How to complete this task ::
Write out every entry below word for word, leaving nothing out.

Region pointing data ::
▼
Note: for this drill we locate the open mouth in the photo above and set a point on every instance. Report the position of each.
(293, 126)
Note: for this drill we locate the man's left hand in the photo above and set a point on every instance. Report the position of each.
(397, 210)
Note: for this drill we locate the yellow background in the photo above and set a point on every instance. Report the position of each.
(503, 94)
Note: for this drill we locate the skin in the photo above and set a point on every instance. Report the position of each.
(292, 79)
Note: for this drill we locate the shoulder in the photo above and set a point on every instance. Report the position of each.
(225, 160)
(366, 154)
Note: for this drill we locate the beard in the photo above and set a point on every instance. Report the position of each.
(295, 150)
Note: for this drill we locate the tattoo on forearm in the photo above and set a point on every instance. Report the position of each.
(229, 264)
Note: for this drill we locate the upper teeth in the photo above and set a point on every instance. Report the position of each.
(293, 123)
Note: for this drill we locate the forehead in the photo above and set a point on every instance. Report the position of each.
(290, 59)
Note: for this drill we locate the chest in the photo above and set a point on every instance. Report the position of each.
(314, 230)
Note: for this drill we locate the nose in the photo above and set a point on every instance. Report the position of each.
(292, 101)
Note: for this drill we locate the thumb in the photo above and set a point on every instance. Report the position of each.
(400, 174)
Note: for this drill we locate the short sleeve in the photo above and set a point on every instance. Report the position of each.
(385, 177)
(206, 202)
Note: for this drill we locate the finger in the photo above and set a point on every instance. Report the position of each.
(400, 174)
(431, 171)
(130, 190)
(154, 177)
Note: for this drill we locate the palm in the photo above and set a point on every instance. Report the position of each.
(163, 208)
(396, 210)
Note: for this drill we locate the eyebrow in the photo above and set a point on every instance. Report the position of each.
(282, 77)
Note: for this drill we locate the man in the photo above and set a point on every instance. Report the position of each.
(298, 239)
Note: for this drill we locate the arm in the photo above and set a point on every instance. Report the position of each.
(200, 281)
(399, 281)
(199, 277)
▲
Answer for this exercise ::
Note: for this drill we locate the open mouth in the photo above and set a point on every instance. Report the position of each.
(293, 126)
Note: for this drill we locate the man's left hand in the photo above and set a point on every instance. Report the position of each.
(397, 210)
Note: for this drill we locate the yellow background in the photo above and set a point on every instance. Report the position of each.
(503, 94)
Note: for this drill we locate the skin in the photo above and set a point on every instance. Report the position of each.
(292, 79)
Note: for this drill we locate the shoulder in the photo above and set a point on every instance. Report the position of each.
(225, 160)
(366, 154)
Note: for this drill we locate the beard in the photo above and set a point on every instance. Report the position of each.
(295, 150)
Note: for this drill we locate the tattoo on forearm in the photo above and set a point on every instance. Report the position of each.
(229, 264)
Note: for this drill we locate the upper teeth in the photo above and set a point on every instance. Report the position of each.
(293, 123)
Note: for this drill we locate the forehead in the photo above and set a point on every instance. Report the position of each.
(290, 59)
Note: for this drill we locate the chest in the photo above and set a point on every instance. Report the position of each.
(314, 230)
Note: for this drill we locate the nose in the photo above and set a point on every instance. Report the position of each.
(292, 101)
Note: for this drill we locate the thumb in the photo above and set a point on every instance. Report the position of each.
(400, 174)
Note: for this drill we locate the short sleeve in the photo above and set a point on every instance. Report the position of each.
(385, 177)
(206, 202)
Note: for this drill we locate the finger in the photo above and set a point on every instance. Report the position of each.
(400, 174)
(431, 171)
(130, 190)
(154, 177)
Note: for this drill we locate the palm in the photo above and set a point on every instance. Report the position of each.
(163, 208)
(396, 210)
Note: for this drill we locate the eyebrow in the photo above and set a point on every instance. Report the position of each.
(282, 77)
Note: for this drill we locate the man in the photo above and set a point on every instance. Report the position of each.
(298, 239)
Note: for this drill we locate the arm in the photo above and set a point on every instance. Report the position of each.
(200, 281)
(399, 281)
(199, 277)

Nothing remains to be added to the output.